Do conceito acima exposto, depreendemos que a crença religiosa não raramente é o elemento produtor e irradiador das manifestações culturais de uma sociedade.
A existência de uma tradição de tolerância e mesmo aceitação do uso de determinados símbolos religiosos ou mesmo de datas e feriados religiosos vinculados a uma orientação religiosa amplamente majoritária, não significa, per si, uma intervenção desproporcional no exercício de liberdade negativa e positiva de religião por parte das demais correntes[11].
Tratando-se de expressão cultural dotada de origens religiosas, não há que se falar em promoção de uma crença em particular. Esse foi, inclusive, o raciocínio adotado pela Corte Europeia de Direitos Humanos (CEDH) no caso Lautsi vs. Itália[12]. A situação apreciada na ocasião se referia à petição de uma mãe que entendeu que seus filhos seriam prejudicados ao estudarem em uma escola onde, em cada sala de aula, havia um crucifixo fixado na parede. A compreensão da requerente era a de que a presença do símbolo poderia representar uma influência religiosa indesejada.
A conclusão da Corte Europeia foi no sentido de que a mera presença dos crucifixos não implica na promoção de uma educação cristã, não representando, portanto, uma doutrinação. Além disso, apurou-se existir, na Itália, um ambiente propício à coexistência das religiões, algo exemplificado pela possibilidade de alunos utilizarem lenços islâmicos ou outros símbolos de conotação religiosa. Ainda na referida decisão, firmou-se o entendimento de que o lugar ocupado por uma religião na história e na tradição de um país deve ser considerado nas análises referentes a possíveis ofensas à liberdade religiosa.
Como visto, a Corte Europeia destaca (i) a inexistência de ofensas à liberdade religiosa na manutenção de símbolos religiosas no espaço público e (ii) a necessidade de preservação dos aspectos culturais e históricos representados pelos símbolos religiosos.
Postura semelhante é a jurisprudência de órgãos do Poder Judiciário brasileiro[13]:

  1. Em 2007, no julgamento de quatro Pedidos de Providência (1.344, 1.345, 1.346 e 1.362), a maioria dos membros do Conselho Nacional de Justiça entendeu que o uso de símbolos religiosos em órgãos da Justiça não fere o princípio de laicidade do Estado. Sagrou-se vencedora a tese de que o uso de tais símbolos constitui um traço cultural da sociedade brasileira e “em nada agridem a liberdade da sociedade, ao contrário, só a afirmam”[14].

> **Parte do material**:
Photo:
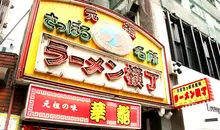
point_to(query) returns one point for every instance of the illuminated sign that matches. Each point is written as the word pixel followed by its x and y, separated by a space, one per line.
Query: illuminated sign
pixel 192 93
pixel 61 58
pixel 111 38
pixel 61 106
pixel 93 49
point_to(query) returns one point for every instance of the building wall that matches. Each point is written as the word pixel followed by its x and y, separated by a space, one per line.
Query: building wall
pixel 206 24
pixel 7 60
pixel 194 116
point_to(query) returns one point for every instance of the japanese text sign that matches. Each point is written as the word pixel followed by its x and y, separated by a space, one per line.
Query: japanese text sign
pixel 192 93
pixel 60 106
pixel 93 48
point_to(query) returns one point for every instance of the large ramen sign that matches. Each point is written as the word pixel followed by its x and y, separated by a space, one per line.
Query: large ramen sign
pixel 94 49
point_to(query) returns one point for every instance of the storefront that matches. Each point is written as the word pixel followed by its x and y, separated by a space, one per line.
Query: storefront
pixel 88 66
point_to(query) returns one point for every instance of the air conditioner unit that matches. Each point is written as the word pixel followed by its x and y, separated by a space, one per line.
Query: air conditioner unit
pixel 174 68
pixel 130 10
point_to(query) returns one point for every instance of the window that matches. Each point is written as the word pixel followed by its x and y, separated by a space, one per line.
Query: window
pixel 217 3
pixel 127 8
pixel 192 48
pixel 211 2
pixel 197 10
pixel 179 1
pixel 2 49
pixel 217 24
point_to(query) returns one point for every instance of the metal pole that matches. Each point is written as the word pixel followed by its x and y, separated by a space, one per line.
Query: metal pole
pixel 14 26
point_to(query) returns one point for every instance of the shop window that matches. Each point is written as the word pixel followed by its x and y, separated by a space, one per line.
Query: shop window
pixel 197 10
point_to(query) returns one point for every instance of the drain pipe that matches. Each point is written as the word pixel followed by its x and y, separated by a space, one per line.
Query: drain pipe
pixel 10 108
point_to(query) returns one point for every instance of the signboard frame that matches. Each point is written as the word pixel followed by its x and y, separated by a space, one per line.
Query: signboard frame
pixel 26 117
pixel 209 92
pixel 27 42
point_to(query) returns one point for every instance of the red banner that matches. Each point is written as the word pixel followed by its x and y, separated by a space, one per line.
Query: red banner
pixel 61 106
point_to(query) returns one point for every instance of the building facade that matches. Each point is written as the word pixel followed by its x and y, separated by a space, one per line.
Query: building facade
pixel 124 56
pixel 192 27
pixel 76 72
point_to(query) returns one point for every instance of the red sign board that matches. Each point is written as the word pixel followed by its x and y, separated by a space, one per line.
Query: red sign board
pixel 60 106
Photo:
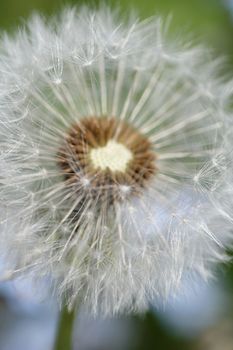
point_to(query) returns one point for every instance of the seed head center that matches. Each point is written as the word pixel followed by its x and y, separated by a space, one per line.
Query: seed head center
pixel 114 156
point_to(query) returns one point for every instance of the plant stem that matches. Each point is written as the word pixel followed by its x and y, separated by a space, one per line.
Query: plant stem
pixel 65 330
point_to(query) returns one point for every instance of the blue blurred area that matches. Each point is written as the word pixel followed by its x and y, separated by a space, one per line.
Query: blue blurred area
pixel 26 323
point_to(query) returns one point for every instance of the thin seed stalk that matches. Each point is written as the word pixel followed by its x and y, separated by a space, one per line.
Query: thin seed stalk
pixel 65 330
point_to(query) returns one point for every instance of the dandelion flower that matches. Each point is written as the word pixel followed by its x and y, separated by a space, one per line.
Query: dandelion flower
pixel 115 158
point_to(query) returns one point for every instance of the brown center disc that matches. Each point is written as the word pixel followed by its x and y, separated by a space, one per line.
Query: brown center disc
pixel 96 133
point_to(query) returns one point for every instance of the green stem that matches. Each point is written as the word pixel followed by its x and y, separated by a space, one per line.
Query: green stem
pixel 65 330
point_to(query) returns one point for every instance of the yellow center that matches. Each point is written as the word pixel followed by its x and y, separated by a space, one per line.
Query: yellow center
pixel 113 155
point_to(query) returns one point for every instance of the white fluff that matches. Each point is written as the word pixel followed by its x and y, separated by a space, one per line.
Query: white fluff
pixel 93 63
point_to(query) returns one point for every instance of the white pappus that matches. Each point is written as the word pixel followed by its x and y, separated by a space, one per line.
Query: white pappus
pixel 116 174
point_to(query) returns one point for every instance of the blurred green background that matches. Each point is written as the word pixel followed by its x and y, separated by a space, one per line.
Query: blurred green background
pixel 210 22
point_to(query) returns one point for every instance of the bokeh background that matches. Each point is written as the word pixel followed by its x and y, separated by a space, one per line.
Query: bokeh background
pixel 201 317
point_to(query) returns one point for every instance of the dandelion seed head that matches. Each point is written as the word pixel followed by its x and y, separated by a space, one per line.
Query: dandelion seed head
pixel 115 158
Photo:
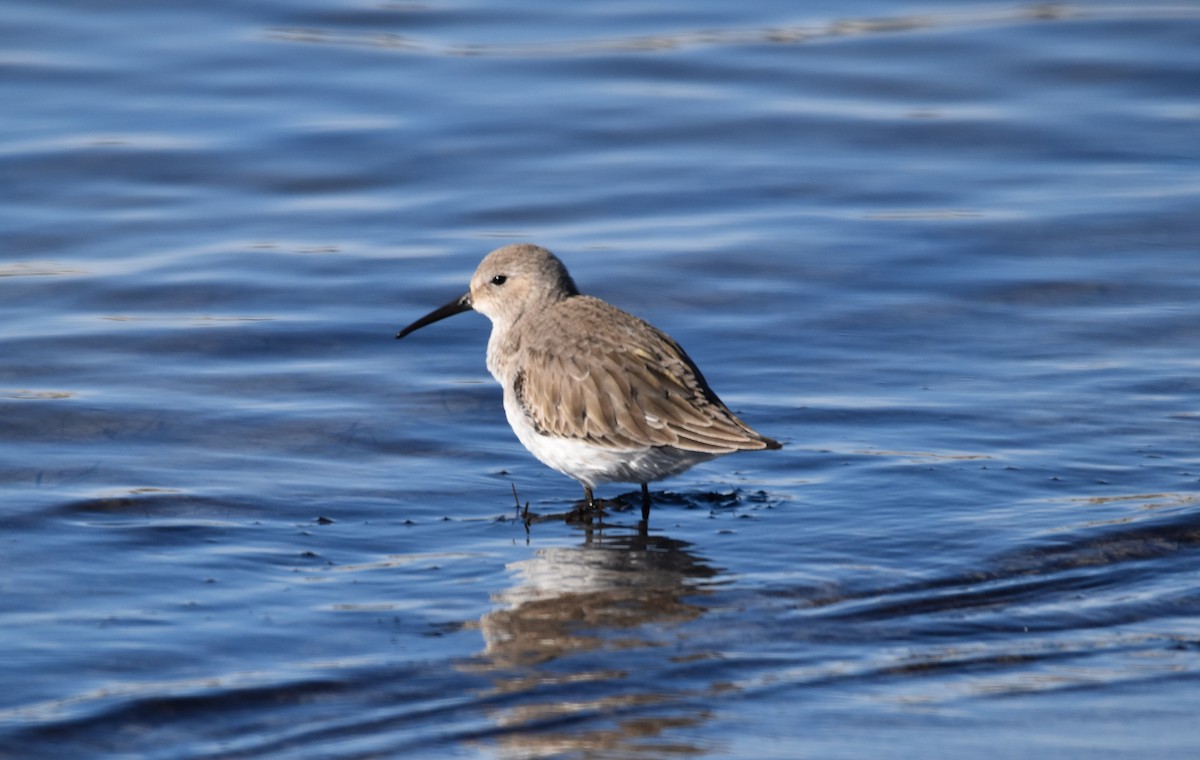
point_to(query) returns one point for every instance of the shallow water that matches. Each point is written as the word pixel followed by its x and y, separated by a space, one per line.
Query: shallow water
pixel 946 252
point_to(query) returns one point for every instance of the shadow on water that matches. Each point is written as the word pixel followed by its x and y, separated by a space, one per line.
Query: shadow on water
pixel 564 646
pixel 634 642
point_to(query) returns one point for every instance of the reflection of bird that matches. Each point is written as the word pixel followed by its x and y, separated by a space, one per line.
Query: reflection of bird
pixel 591 390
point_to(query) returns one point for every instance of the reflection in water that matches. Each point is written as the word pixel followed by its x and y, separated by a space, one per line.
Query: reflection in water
pixel 616 597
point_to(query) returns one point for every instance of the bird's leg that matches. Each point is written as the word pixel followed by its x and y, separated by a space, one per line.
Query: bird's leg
pixel 646 507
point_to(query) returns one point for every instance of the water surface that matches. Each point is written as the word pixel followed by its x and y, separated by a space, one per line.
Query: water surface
pixel 945 252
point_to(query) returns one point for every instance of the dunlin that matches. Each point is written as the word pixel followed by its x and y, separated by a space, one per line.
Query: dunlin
pixel 591 390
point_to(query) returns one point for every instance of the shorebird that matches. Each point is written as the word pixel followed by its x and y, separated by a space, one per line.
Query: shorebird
pixel 593 392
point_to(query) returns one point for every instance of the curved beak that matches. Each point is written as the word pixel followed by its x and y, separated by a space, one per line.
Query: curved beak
pixel 456 306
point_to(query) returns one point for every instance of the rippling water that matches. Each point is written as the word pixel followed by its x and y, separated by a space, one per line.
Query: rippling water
pixel 945 252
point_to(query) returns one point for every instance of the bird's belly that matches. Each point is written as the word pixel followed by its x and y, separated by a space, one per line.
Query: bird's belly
pixel 591 464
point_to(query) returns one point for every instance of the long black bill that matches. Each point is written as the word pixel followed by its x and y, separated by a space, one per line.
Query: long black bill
pixel 456 306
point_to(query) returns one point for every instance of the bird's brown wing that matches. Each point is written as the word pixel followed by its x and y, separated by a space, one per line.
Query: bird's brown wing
pixel 627 386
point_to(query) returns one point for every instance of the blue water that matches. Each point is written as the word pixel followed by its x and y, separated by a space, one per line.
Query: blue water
pixel 946 252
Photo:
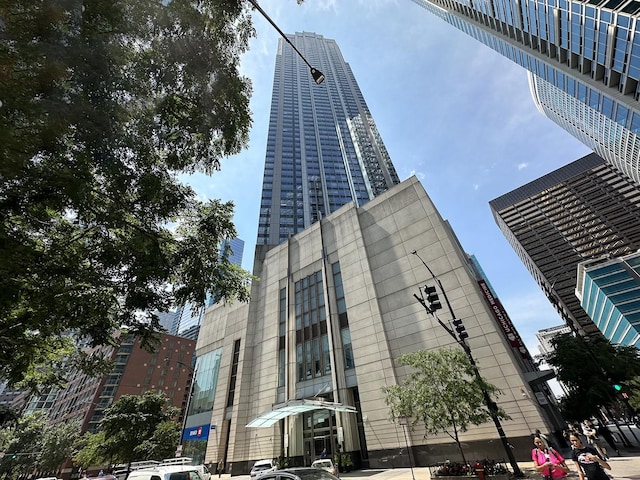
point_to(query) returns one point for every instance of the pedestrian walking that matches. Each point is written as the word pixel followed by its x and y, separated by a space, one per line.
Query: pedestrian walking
pixel 547 461
pixel 549 442
pixel 591 435
pixel 589 463
pixel 605 433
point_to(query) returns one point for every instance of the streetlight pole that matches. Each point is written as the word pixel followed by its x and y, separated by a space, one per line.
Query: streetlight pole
pixel 192 371
pixel 460 339
pixel 317 75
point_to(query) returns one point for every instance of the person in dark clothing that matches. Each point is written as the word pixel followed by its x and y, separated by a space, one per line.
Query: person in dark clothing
pixel 605 433
pixel 589 463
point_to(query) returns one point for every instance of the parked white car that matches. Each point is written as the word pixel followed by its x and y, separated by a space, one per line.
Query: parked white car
pixel 177 472
pixel 325 464
pixel 263 466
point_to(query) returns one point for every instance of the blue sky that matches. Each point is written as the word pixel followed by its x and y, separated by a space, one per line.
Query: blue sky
pixel 451 111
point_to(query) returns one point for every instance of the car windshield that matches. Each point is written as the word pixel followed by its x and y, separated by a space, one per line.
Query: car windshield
pixel 262 466
pixel 314 474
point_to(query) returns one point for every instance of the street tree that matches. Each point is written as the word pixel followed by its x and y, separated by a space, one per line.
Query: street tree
pixel 57 446
pixel 103 105
pixel 162 443
pixel 589 368
pixel 90 450
pixel 23 446
pixel 131 421
pixel 442 393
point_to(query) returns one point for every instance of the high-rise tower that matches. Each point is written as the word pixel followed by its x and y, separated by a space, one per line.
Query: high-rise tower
pixel 584 59
pixel 582 211
pixel 323 148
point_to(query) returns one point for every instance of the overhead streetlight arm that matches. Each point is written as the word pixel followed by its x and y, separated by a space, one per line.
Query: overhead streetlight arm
pixel 317 75
pixel 492 407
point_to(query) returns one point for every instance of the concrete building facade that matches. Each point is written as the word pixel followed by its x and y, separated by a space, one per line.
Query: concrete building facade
pixel 302 365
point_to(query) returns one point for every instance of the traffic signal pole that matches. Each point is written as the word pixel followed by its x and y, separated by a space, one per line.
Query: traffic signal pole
pixel 460 335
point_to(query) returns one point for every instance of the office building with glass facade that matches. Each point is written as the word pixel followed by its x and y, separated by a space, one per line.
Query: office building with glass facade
pixel 609 291
pixel 299 369
pixel 584 210
pixel 302 365
pixel 323 147
pixel 584 60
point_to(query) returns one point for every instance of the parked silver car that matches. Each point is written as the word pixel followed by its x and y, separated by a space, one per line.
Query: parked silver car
pixel 302 473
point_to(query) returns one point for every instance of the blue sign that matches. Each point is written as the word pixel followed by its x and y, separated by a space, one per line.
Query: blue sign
pixel 201 432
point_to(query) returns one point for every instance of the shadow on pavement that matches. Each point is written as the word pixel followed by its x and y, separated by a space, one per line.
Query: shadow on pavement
pixel 361 473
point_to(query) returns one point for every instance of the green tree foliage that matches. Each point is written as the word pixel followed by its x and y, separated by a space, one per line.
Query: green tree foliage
pixel 589 368
pixel 57 446
pixel 90 450
pixel 23 445
pixel 442 393
pixel 162 444
pixel 103 105
pixel 30 444
pixel 8 416
pixel 134 420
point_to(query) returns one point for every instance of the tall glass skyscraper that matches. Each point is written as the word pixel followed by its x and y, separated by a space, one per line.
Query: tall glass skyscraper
pixel 584 60
pixel 323 148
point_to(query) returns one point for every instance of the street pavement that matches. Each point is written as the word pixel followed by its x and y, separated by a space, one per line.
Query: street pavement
pixel 624 467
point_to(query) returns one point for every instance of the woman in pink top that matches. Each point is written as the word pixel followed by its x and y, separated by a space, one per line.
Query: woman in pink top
pixel 547 461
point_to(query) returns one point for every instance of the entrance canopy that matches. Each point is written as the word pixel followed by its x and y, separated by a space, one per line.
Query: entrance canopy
pixel 295 407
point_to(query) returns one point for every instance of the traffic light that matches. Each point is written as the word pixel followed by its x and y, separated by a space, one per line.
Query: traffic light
pixel 462 332
pixel 433 303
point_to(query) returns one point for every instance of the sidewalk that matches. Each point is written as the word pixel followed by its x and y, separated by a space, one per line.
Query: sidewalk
pixel 625 467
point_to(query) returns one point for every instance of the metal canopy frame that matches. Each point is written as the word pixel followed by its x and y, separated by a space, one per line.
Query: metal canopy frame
pixel 295 407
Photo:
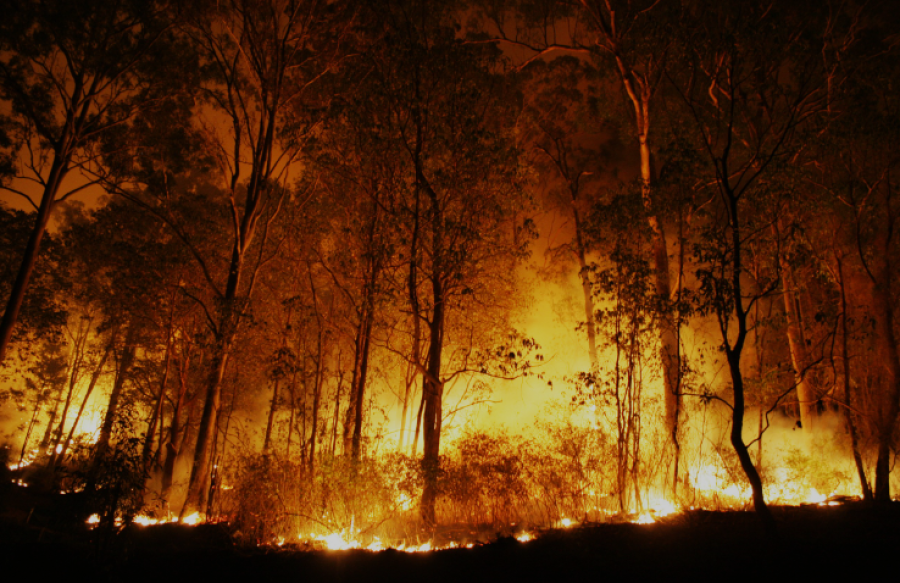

> **Exercício breve**:
Retome o texto sobre símbolos religiosos no espaço público a partir do ponto em que ele termina e escreva a continuação.

> **Resultado**:
  2. Em 2009, na Ação Civil Pública nº 2009.61.00.017604-0, a Justiça Federal em São Paulo rejeitou pedido do Ministério Público Federal (MPF) para a retirada dos símbolos dos prédios públicos, entendendo que a presença destes não ofende os princípios constitucionais da laicidade do estado nem de liberdade religiosa[15].
  3. Em 2016, no julgamento do Procedimento de Controle Administrativo (PCA) nº 0001418-80.2012.2.00.0000, o Conselho Nacional de Justiça reiterou o seu posicionamento, em desfavor Conselho Superior da Magistratura do Estado do Rio Grande do Sul, ressaltando que a presença dos Crucifixos nas salas do Poder Judiciário não privilegia nenhuma corrente religiosa e não afronta à laicidade, determinando seja decretada a nulidade e a desconstituição do ato administrativo emanado daquele órgão.

Quanto ao presente caso concreto, a construção de uma praça cujo título faz referência a uma religião específica e que contenha um monumento com inscrições retiradas do livro sagrado de uma determinada crença não representa favoritismo em detrimento de outras manifestações religiosas, antes, significa um meio de promoção de elementos culturais, mesmo que com raízes religiosas, valiosos para uma determinada população. Tal procedimento, mais do que uma possibilidade, é um dever que recai sobre os entes federativos, conforme dispõe a Constituição Federal:

Art. 23. É competência comum da União, dos Estados, do Distrito Federal e dos Municípios:
V – proporcionar os meios de acesso à cultura, à educação, à ciência, à tecnologia, à pesquisa e à inovação; (grifos nossos)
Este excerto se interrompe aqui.